### [WHAT THE TASK ASKS]
What you return must match the records below exactly, down to each character.

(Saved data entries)
-=-=-
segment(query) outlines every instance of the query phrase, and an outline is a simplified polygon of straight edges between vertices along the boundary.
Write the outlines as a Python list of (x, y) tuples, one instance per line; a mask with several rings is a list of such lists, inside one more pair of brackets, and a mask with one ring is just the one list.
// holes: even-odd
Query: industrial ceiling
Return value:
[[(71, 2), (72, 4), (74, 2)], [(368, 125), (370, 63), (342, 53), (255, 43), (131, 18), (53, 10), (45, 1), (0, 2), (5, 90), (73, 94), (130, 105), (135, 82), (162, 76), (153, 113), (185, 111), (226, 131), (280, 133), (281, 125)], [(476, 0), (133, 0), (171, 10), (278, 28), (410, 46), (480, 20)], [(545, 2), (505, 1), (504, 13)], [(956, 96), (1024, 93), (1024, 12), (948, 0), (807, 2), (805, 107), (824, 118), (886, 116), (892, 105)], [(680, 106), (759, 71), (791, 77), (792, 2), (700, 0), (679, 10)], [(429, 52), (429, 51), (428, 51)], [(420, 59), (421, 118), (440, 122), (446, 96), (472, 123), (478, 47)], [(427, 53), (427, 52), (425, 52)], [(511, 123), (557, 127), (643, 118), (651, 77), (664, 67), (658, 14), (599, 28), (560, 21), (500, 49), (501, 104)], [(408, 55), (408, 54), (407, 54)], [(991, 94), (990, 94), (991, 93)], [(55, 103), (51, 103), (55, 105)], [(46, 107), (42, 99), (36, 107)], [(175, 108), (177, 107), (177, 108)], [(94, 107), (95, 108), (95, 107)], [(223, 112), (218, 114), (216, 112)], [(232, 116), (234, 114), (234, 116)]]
-=-=-
### [COMPLETED TASK]
segment(query) outlines every instance of the query phrase, and an outline is a simplified polygon of straight edges between vertices along the boundary.
Write the outlines as a Python list of (x, y) tuples, one instance per line; a mask with several rings is a list of such lists, inside one more pair of brackets, and a mask with one ring is just the one list.
// holes: even-odd
Query: industrial ceiling
Return value:
[[(71, 2), (72, 4), (74, 2)], [(368, 125), (370, 63), (342, 53), (255, 43), (131, 18), (53, 10), (45, 1), (0, 2), (5, 90), (73, 94), (130, 105), (135, 82), (162, 76), (153, 113), (185, 111), (226, 131), (280, 133), (281, 125)], [(476, 0), (133, 0), (171, 10), (278, 28), (410, 46), (480, 20)], [(545, 2), (505, 1), (504, 13)], [(956, 96), (1024, 93), (1024, 12), (948, 0), (807, 2), (805, 107), (824, 118), (886, 116), (892, 105)], [(680, 106), (759, 71), (791, 77), (792, 2), (700, 0), (679, 10)], [(429, 52), (429, 51), (428, 51)], [(420, 59), (421, 118), (440, 122), (446, 96), (472, 123), (478, 47)], [(427, 53), (427, 52), (425, 52)], [(511, 123), (557, 127), (643, 118), (651, 77), (664, 67), (658, 14), (599, 28), (560, 21), (500, 49), (501, 104)], [(408, 55), (408, 54), (407, 54)], [(991, 94), (990, 94), (991, 93)], [(55, 103), (51, 103), (55, 105)], [(46, 107), (42, 99), (36, 107)], [(175, 108), (177, 107), (177, 108)], [(94, 107), (95, 108), (95, 107)], [(223, 112), (218, 114), (216, 112)], [(232, 116), (234, 114), (234, 116)]]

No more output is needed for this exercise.